Start of Text passage
Purpose

The goal of the Data Science Specialization’s Capstone Project is to build a word prediction model to be applied in the research and development of a predictive keyboard. That is, given an unfinished sentence, the model should be able to find the most probable word to be written by the user. The object of this document is to perform a brief description of the data present in the three data sets provided as input to the project.

Getting the datasets

The datasets were made available to students as a compressed file to be downloaded. Files corresponding to three different languages were provided. We chose the English ones. Once on disk, they were extracted witht the following results.

dir('./DataSets/')

## [1] "en_US.blogs.txt"   "en_US.news.txt"    "en_US.twitter.txt"

We can convert all data sets into a single corpus using the ‘tm’ package.

library(tm)
sourceDir = './DataSets/'
LANG = 'en'
crp <- Corpus(DirSource(sourceDir, encoding = "UTF-8"), 
              readerControl = list(language = LANG))
class(crp)

## [1] "VCorpus" "Corpus"  "list"

The result is a ‘Corpus’ object, which is a subclass of the standard R class ‘List’. This structure contains three elements, one for each file. Each element is finally a character vector. We will use the blogs data set for our examples. Let’s peek inside the first element.

for (elem in crp) {cat(attr(elem, 'ID'), '-', class(elem), '- \nl')}

## en_US.blogs.txt - PlainTextDocument TextDocument character - 
## len_US.news.txt - PlainTextDocument TextDocument character - 
## len_US.twitter.txt - PlainTextDocument TextDocument character - 
## l

## [1] "In the years thereafter, most of the Oil fields and platforms were named after pagan gods."

## Length of element:  899288 
## l

Cleaning the data

So we’ve got almost 900 thousands blogs here. As we can see in the first one, there are capitalized words, punctuation signs and, as we discovered by eye inspection, strange characters. In order to get some meaninful statistics we’ll need to standardize their formats. We will use a subset of all blogs (200 thousands) in order to speed up processing.

We use a customized function based on functions from the ‘base’ and ’tm’packages. Basically, we convert everything to ascii and ignore any strange characters, convert all words to lowercase, remove strange punctuation marks, keeping only commas and periods.

trData <- dset[1:20000]
ctrlList <- list(convertTolower=c(TRUE, 3),                 # data cleaning parameters
                 verbose=FALSE,
                 convertToASCII=TRUE,
                 removePunct=TRUE,
                 removeNumbers=TRUE,
                 removeStopWords=c(FALSE, NULL))

trData <- cleanDoc(x=trData, control=ctrlList)             # Clean data

Let’s take a look at the first three blogs. They certainly look fine enough.

## [1] "in the years thereafter xxcommaxx most of the oil fields and platforms were named after pagan gods"                                                                                                                                                                                                                                                                                                                                                                                                                                                                                                                                                                                                                                                                                       
## [2] "we love you mr xxstopxx brown"
End of Text passage
*Tasks for this exercise:*
[A] Please list the names of every parameter set in the cleaning control list in the capstone report above.
[B] Answer these questions from the capstone report above, one answer per line:
(i) Which package is used to combine the data sets into a single corpus?
(ii) Which language's files were chosen?
(iii) What length is reported for the first element of the corpus?
Start of Information provided
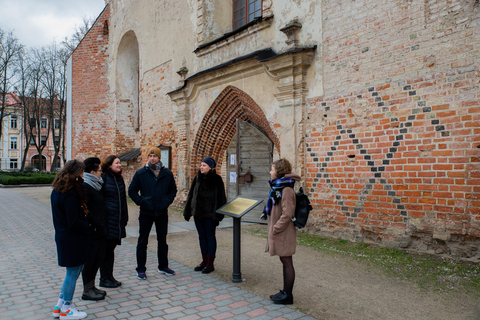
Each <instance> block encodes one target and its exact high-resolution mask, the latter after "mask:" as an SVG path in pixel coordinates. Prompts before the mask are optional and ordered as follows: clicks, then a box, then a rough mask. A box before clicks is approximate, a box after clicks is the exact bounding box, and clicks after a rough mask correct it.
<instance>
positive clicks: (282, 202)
mask: <svg viewBox="0 0 480 320" xmlns="http://www.w3.org/2000/svg"><path fill="white" fill-rule="evenodd" d="M285 177H287V178H293V179H294V180H296V181H298V180H300V176H299V175H297V174H296V173H291V174H287V175H285ZM295 204H296V202H295V191H294V190H293V189H292V188H289V187H287V188H284V189H283V191H282V199H281V200H280V202H279V203H278V204H277V205H275V206H273V208H272V211H271V213H270V216H269V217H268V241H267V247H266V249H265V252H268V253H269V254H270V255H271V256H279V257H289V256H293V255H294V254H295V249H296V246H297V230H296V229H295V225H294V224H293V221H292V218H293V216H294V215H295Z"/></svg>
End of Information provided
*Answer section:*
[A] convertTolower, verbose, convertToASCII, removePunct, removeNumbers, removeStopWords

[B]
(i) tm
(ii) English
(iii) 899288